### [Trecho fornecido]
○ ○ ○

Ao término da consulta, às 9h12, ele avaliou: “Hoje tudo foi bom. Gostei bastante da médica e de toda a equipe”. Ou seja, da entrada à saída, todo o procedimento levou uma hora e dez minutos. “De zero a dez, dou nota oito”, pontuou, ao revelar que procurava os serviços da UPA pela segunda vez. O que faltou para a nota dez? “Gostei de tudo, mas outro dia vim e esperei tanto que desisti”, entregou.
Numa rotina hospitalar, o número de usuários sempre será determinante para o tempo de espera. No corredor, uma enfermeira comentava discretamente com um médico: “Ontem foi um dia atípico, né?”. Ele confirmou: “Muito movimentado, muitos pacientes”.
A UPA do Tabuleiro tem capacidade para receber até 350 casos de urgência por dia. Ao menos naquela manhã, quatro consultórios atendiam simultaneamente e toda a estrutura parecia funcionar dignamente. Jonatas saiu andando. Não sentia mais dores. Voltou para casa a pé.

○ ○ ○

### [Dados apresentados]
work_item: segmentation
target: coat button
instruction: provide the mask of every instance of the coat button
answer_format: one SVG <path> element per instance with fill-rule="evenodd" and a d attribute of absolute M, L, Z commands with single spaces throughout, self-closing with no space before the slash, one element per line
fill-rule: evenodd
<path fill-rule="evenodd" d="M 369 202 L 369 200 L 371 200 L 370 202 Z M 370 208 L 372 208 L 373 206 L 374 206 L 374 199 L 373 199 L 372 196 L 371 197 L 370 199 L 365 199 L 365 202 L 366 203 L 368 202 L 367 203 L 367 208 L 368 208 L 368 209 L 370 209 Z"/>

○ ○ ○

### [Objetivo da tarefa]
Copie todas as falas que aparecem entre aspas no texto sobre o atendimento na UPA do Tabuleiro. As linhas foram tiradas de outra fonte, sem relação com o trecho.

### [Resultado da tarefa]
- Hoje tudo foi bom. Gostei bastante da médica e de toda a equipe
- De zero a dez, dou nota oito
- Gostei de tudo, mas outro dia vim e esperei tanto que desisti
- Ontem foi um dia atípico, né?
- Muito movimentado, muitos pacientes